Mardi 19 mars 2024

Société

Térence Mushano emprisonné pour une interview ratée à Iwacu ?

12/07/2020 Commentaires fermés sur Térence Mushano emprisonné pour une interview ratée à Iwacu ?
Térence Mushano emprisonné pour une interview ratée à Iwacu ?
Térence Mushano : « L’histoire nous jugera »

Abattu, dépité, Térence Mushano, syndicaliste à la Sobugea (Société burundaise de gestion des entrepôts et d’assistance des avions en escale) et porte-parole de l’association AC Génocide est depuis vendredi 11 juillet 2020 dans les cachots de la police judiciaire à Bwiza.

Il est officiellement poursuivi pour ’’atteinte à la sécurité publique’’ suite à une interview accordée aux journalistes d’Iwacu dans le parking de l’aéroport international Melchior Ndadaye. Une interview bâclée, interrompue, les images seront d’ailleurs confisquées.

Je fais partie de l’équipe des trois reporters d’Iwacu envoyés pour recueillir son avis sur le travail de la CVR (Commission Vérité et Réconciliation) et arrêtés en même temps que lui par les policiers assurant la sécurité à l’aéroport de Bujumbura.

Ce syndicaliste et activisté de la société civile n’aura pas notre chance car nous serons relâchés au bout d’un interrogatoire et d’une privation de liberté de trois heures. Mushano sera conduit au cachot.

Ce samedi, je décide d’aller lui rendre visite, histoire d’avoir de ses nouvelles. Quand je dis aux policiers de garde que je viens voir Térence Mushano, certains me confient que ses amis d’infortune ont veillé sur lui toute la nuit. « Il se tordait de douleurs et il n’a pas fermé l’œil suite aux complications dues à ses maladies chroniques ».

Quand je l’aperçois à travers des bars de fer, je comprends vite qu’il est mal en point. Il porte un jeans bleu et un T-Shirt vert citron. Ses épaules sont plus voutées que jamais. Il marche d’un pas lourd et approche le grillage.

Surprise, malgré sa santé fragile, ce sont ses éclats de rires habituels qui m’accueillent : « Bienvenue jeune homme dans mon monde où des innocents, des rescapés et des braves sont assimilés aux assassins, côtoient des bandits, des violeurs ».

A ces mots, je reste bouche bée ne sachant quoi répondre mais ses éclats de rire contagieux m’envahissent et je finis par rire,…jaune. Il prend toujours la vie du bon côté. J’ai des larmes dans ma voix quand on commence à échanger. Je m’efforce de tout dissimuler mais je n’y parviens pas.

⁂

Actions à mener:
**A)** Selon le passage, pour quel motif Térence Mushano est-il officiellement poursuivi ?
**B)** Dans le passage, relevez toutes les catégories de personnes que Mushano nomme dans la phrase qui commence par « Bienvenue jeune homme ».
**C)** Poursuivez le récit de la visite à Térence Mushano en cellule à partir de sa dernière phrase.

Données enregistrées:
⁂

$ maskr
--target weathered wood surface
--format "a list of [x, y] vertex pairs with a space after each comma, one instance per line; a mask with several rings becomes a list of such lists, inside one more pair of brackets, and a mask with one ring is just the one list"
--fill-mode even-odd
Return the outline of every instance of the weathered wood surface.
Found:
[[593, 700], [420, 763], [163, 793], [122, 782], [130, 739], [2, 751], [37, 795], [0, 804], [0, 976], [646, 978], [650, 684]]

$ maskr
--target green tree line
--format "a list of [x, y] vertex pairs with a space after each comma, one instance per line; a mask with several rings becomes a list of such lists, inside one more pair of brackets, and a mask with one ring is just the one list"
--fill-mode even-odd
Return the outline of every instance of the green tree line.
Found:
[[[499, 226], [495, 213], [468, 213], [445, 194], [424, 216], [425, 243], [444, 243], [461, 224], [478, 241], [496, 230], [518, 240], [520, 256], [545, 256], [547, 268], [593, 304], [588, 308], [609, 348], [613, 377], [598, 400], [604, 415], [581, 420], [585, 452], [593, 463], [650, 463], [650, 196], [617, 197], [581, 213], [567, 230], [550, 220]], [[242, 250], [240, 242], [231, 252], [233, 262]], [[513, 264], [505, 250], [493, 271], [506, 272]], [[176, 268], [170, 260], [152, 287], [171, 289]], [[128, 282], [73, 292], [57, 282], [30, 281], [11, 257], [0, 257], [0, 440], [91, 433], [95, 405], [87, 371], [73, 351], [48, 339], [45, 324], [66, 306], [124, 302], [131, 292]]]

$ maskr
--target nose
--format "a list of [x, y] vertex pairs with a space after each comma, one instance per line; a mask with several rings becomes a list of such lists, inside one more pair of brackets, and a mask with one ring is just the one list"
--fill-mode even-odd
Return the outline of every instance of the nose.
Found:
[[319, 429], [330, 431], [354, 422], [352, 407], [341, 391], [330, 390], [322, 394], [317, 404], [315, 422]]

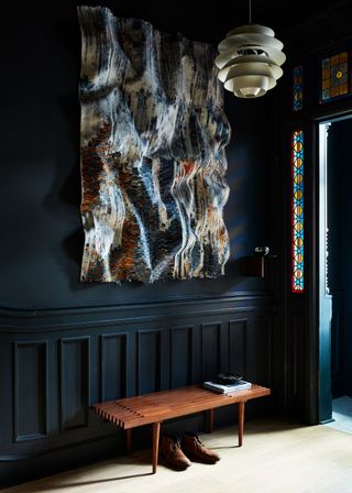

⁂

Réponses successives:
**A)** Pour « atteinte à la sécurité publique ».

**B)** Des innocents, des rescapés, des braves, des assassins, des bandits, des violeurs.

**C)**
Je ne comprends pas comment un vieux comme lui, fragile, vulnérable, terrassé par ses maladies, s’arrange pour garder le moral, répondre avec humour, le sourire aux lèvres.

Quand il arrive dans la salle d’attente du cachot, il me fixe dans les yeux et me parle longuement : « Durant ma jeunesse, j’ai toujours lutté pour un Burundi sans injustice sociale, c’est ce qui m’a poussé à être très actif dans le syndicalisme et les employés de la Sobugea sont témoins ».

Il poursuit son récit : « Si aujourd’hui, cette société reste debout, c’est grâce à la solidarité des syndicalistes qui n’ont pas voulu baisser la garde face aux problèmes qui minent cette société, maintenant je ne suis plus à la tête de ce syndicat, il m’a pris toute ma jeunesse, mes forces. Mais je me réjouis, la relève est assurée par un brave type, intelligent et d’ethnie différente de la mienne».

Mais je lui dis que cela n’a rien à voir avec l’objet de l’interview d’ailleurs ratée. Là, le ton change : « Je suis victime de mes opinions, l’association AC Génocide dont je suis le porte-parole est une association des victimes de la minorité tutsi. C’est une organisation mal aimée, dont personne ne veut entendre parler. Aujourd’hui, les commémorations se font à deux vitesses, seules certaines victimes sont privilégiées. C’est comme si les malheurs et les souffrances des autres, ne comptent pas, n’ont jamais existé. Je crois que c’est la cause principale de mon incarcération ».

Le policier de garde qui tend discrètement l’oreille semble énervé et me fait signe que la visite est terminée. Je n’insiste pas. « Rentre chez toi mon garçon et laisse-moi dans les ténèbres, j’allais prendre ma retraite au mois de décembre peut être que je n’aurais pas cette chance de survivre mais seule l’histoire nous jugera », lance-t-il avant de me dire au revoir.

Quand je quitte les lieux, j’essaie de marcher délicatement sur les rues pavées de la zone Bwiza, pour ne pas trébucher, car l’esprit semble ailleurs. Les paroles de Mushano résonnent encore et encore dans ma tête.